--- START ---
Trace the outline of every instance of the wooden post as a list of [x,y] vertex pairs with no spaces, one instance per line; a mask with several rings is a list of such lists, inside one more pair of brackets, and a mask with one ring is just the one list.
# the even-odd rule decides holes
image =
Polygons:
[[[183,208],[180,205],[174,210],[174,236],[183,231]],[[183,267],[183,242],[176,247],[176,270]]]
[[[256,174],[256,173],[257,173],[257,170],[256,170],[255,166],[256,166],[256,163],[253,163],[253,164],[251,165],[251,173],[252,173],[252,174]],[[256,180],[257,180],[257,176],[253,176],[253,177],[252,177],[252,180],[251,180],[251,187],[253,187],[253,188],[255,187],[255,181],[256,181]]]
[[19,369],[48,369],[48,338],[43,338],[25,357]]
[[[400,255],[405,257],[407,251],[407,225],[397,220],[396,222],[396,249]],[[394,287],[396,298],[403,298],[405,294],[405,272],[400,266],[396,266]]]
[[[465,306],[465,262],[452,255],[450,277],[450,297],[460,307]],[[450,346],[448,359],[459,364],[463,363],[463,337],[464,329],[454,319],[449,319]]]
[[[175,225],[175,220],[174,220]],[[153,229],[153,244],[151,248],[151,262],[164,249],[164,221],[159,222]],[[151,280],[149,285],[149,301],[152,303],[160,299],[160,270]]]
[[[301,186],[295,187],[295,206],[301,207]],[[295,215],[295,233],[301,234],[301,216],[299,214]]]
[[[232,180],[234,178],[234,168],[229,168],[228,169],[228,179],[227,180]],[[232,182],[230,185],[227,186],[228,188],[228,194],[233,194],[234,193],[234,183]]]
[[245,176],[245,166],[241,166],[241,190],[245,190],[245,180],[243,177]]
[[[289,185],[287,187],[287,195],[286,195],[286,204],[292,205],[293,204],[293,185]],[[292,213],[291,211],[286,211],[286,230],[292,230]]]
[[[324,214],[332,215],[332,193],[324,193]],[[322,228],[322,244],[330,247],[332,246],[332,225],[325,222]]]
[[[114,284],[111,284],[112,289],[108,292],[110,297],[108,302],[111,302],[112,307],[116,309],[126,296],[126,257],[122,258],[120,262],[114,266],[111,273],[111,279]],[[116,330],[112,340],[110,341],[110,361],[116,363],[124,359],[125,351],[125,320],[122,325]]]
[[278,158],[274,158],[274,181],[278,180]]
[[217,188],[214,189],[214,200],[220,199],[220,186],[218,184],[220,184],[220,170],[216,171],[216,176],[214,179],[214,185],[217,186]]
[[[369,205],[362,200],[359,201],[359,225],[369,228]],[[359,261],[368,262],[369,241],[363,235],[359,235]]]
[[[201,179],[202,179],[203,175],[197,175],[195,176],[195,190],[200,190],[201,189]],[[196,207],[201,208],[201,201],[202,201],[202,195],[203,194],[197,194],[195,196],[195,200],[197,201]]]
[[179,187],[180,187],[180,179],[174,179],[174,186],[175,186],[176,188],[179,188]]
--- END ---
Having gone through the data above, repeat it exactly.

Trace the outline of every instance of the wooden post as a list of [x,y] vertex pairs with no spaces, one instance per line; a mask with several rings is a list of such lists, inside one more pair of brackets, and a mask with one ring is just the one list.
# the even-odd rule decides holes
image =
Polygons:
[[[183,208],[180,205],[174,210],[174,236],[183,231]],[[183,267],[183,242],[176,247],[176,270]]]
[[[256,174],[256,173],[257,173],[257,170],[256,170],[255,166],[256,166],[256,163],[253,163],[253,164],[251,165],[251,173],[252,173],[252,174]],[[256,180],[257,180],[257,176],[253,176],[253,177],[252,177],[252,180],[251,180],[251,187],[253,187],[253,188],[255,187],[255,181],[256,181]]]
[[19,369],[48,369],[48,338],[43,338],[25,357]]
[[[400,255],[405,257],[407,251],[407,225],[397,220],[396,222],[396,249]],[[394,287],[396,298],[403,298],[405,294],[405,272],[400,266],[396,266]]]
[[[465,306],[465,262],[452,255],[450,277],[450,297],[460,307]],[[450,346],[448,359],[459,364],[463,363],[463,337],[464,329],[454,319],[449,319]]]
[[[175,225],[175,220],[174,220]],[[153,229],[153,244],[151,248],[151,262],[164,249],[164,221],[159,222]],[[151,280],[149,285],[149,301],[152,303],[160,299],[160,270]]]
[[[301,186],[295,187],[295,206],[301,207]],[[295,215],[295,233],[301,234],[301,216],[299,214]]]
[[[232,180],[234,178],[234,168],[229,168],[228,169],[228,179],[227,180]],[[232,182],[230,185],[227,186],[228,188],[228,194],[233,194],[234,193],[234,183]]]
[[245,176],[245,166],[241,166],[241,190],[245,190],[245,180],[243,177]]
[[[289,185],[287,187],[287,195],[286,195],[286,204],[292,205],[293,204],[293,185]],[[292,213],[291,211],[286,211],[286,230],[292,230]]]
[[[324,214],[332,215],[332,193],[324,193]],[[322,228],[322,244],[330,247],[332,246],[332,225],[325,222]]]
[[[114,284],[111,284],[112,289],[108,292],[110,297],[108,302],[111,302],[112,307],[116,309],[126,296],[126,257],[122,258],[120,262],[114,266],[111,273],[111,279]],[[116,330],[112,340],[110,341],[110,361],[116,363],[124,359],[125,351],[125,320],[122,325]]]
[[278,158],[274,158],[274,181],[278,180]]
[[217,188],[214,189],[214,200],[220,199],[220,186],[218,184],[220,184],[220,170],[216,171],[216,176],[214,179],[214,185],[217,186]]
[[[369,205],[362,200],[359,201],[359,225],[369,228]],[[359,261],[368,262],[369,241],[363,235],[359,235]]]
[[[201,179],[202,179],[203,175],[197,175],[195,176],[195,190],[200,190],[201,189]],[[196,207],[201,208],[201,201],[202,201],[202,195],[203,194],[197,194],[195,196],[195,200],[197,201]]]
[[179,187],[180,187],[180,179],[174,179],[174,186],[175,186],[176,188],[179,188]]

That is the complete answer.